For example one of their "reporting" or data analysis web pages calls a view. That view takes 4+ minutes to run. When I look at that view it's basically gathering all the data from the different 3NF tables and flattening it out to 1NF to then display.

So here are my thoughts / questions:

Could 3NF and 1NF tables exists in the same db and same schema? I know that you could literally do it but would that be wise / problematic? Is it some sort of "anti-pattern" to mix and match like that?

1a. If you did that would you modify the pipelines to put the new incoming data right into the 1NF tables or would you still let the pipeline insert to 3NF and then have a trigger or ETL process etc. do the 1NF table updates?

1b The thought here is that if a table were to exists in 1NF then we could just do a scan from that table rather than all the joins, cte, sub queries etc. that are currently in the long running view.

Should I migrate the whole operation to 1NF with the understanding that the few transactions there are will be slower but %90 of everything else (sp, vw, fx, etc) will be less complex and faster.

2a. If I did migrate everything to 1NF would you still have "staging" tables that the pipeline writes the new incoming data to then an ETL process loads the new data into the 1NF tables?

Overall I'm wanting to plan a long term solutions. Sure I can cut this 4 minute view down in time but long term what should we be thinking about especially as the volume of data continues to grow. (%20 increase last year alone).


  • Sorry, but the question is too unfocused (many questions in one), and it is also not quite clear. For one, you seem to use "1NF" and "3NF" with a quite unusual meaning. Moreover, the answer will depend on the individual case. Using a data model that is not ideal for the task can work fairly OK, but it can also be a catastrophe. So it is impossible to answer your questions in the general form in which they are put. Commented Jul 4 at 7:07
  • @LaurenzAlbe Thanks for responding. As I learn more about the db (just started) I understand how to ask better questions. Again thank you for responding.

[Problem 1] Rewrite the paragraph of the database post that begins "Overall I'm wanting to plan" as a short bulleted list that keeps its main facts.
The records after this are separate material with no link to the database post.

[Material for the task]
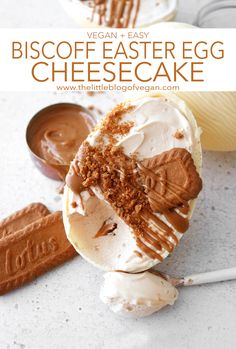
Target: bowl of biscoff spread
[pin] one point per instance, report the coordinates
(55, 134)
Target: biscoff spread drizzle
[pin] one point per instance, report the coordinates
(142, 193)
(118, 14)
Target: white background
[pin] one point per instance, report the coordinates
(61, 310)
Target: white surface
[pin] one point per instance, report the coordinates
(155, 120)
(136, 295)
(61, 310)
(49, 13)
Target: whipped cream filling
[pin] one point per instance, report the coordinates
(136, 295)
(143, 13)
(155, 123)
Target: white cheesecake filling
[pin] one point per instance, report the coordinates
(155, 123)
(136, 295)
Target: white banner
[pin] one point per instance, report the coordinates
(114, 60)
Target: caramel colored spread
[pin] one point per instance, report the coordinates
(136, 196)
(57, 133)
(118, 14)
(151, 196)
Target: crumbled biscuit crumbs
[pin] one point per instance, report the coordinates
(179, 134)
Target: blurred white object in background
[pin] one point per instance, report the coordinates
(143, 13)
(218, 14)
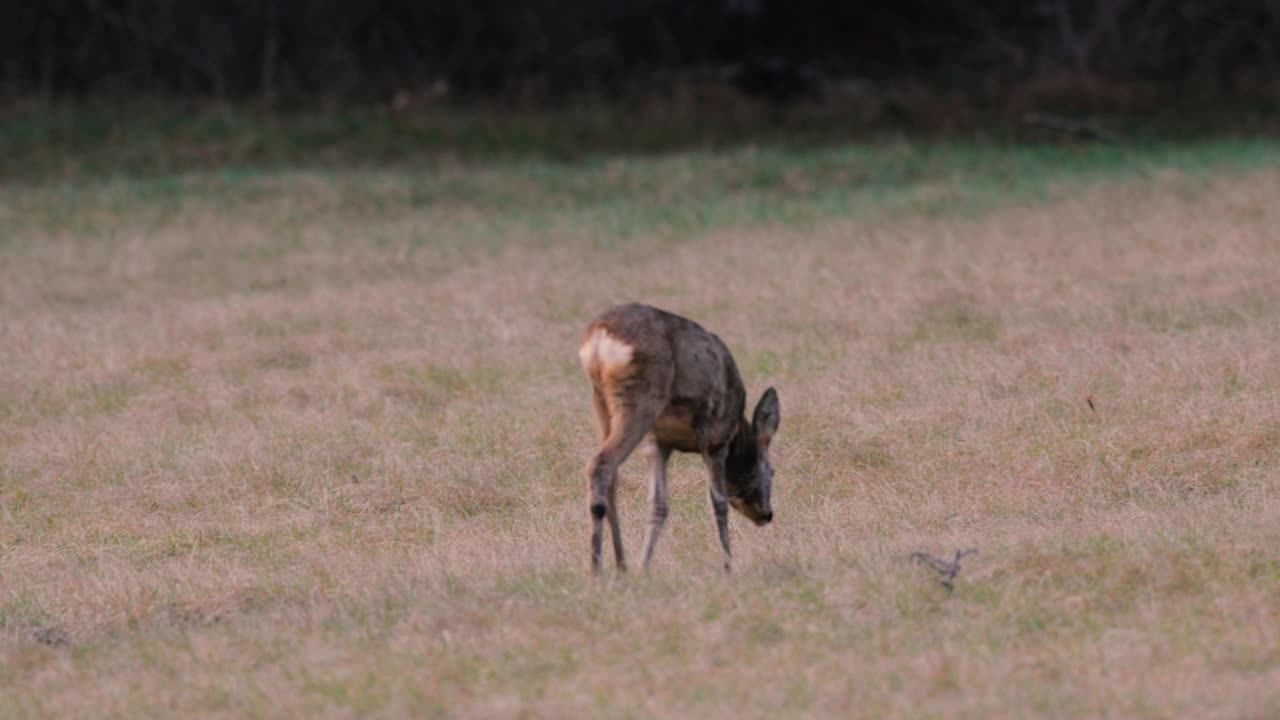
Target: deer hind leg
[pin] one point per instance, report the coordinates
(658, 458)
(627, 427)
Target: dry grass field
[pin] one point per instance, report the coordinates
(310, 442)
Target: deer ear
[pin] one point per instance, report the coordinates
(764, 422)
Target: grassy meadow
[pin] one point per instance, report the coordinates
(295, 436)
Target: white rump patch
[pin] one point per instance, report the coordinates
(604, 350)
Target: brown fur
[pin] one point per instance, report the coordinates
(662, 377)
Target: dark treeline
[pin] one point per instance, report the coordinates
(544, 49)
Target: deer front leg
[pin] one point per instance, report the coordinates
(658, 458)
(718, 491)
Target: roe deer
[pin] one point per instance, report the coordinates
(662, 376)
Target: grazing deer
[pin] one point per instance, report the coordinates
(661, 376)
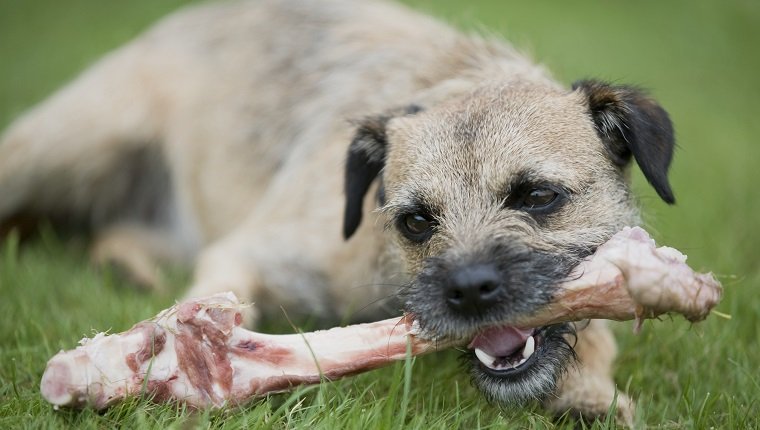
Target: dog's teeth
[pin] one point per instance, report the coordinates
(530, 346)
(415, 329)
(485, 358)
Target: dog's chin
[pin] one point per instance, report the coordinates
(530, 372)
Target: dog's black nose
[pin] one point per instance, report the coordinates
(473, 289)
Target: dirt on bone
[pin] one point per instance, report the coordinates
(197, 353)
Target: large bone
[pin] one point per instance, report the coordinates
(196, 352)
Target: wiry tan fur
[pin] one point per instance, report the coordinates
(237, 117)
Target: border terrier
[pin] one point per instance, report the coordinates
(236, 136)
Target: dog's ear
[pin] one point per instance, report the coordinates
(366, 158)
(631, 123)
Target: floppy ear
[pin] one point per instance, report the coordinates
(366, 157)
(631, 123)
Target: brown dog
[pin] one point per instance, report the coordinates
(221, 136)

[Problem 2] Duplicate the portion of the records that opens with the line containing "Target: border terrier" and runs through the end of the records, including both ends.

[Written response 1]
- The writer wants to plan a long-term solution.
- The 4-minute view could be made faster, but the real question is what to plan for over the long term.
- Data volume keeps growing and rose 20% last year alone.

[Written response 2]
Target: border terrier
[pin] one point per instance, report the coordinates
(236, 136)
Target: dog's ear
[pin] one point per instance, report the coordinates
(366, 158)
(631, 123)
Target: floppy ear
[pin] one point per instance, report the coordinates
(366, 157)
(631, 123)
Target: brown dog
[pin] one point per instance, report the coordinates
(221, 136)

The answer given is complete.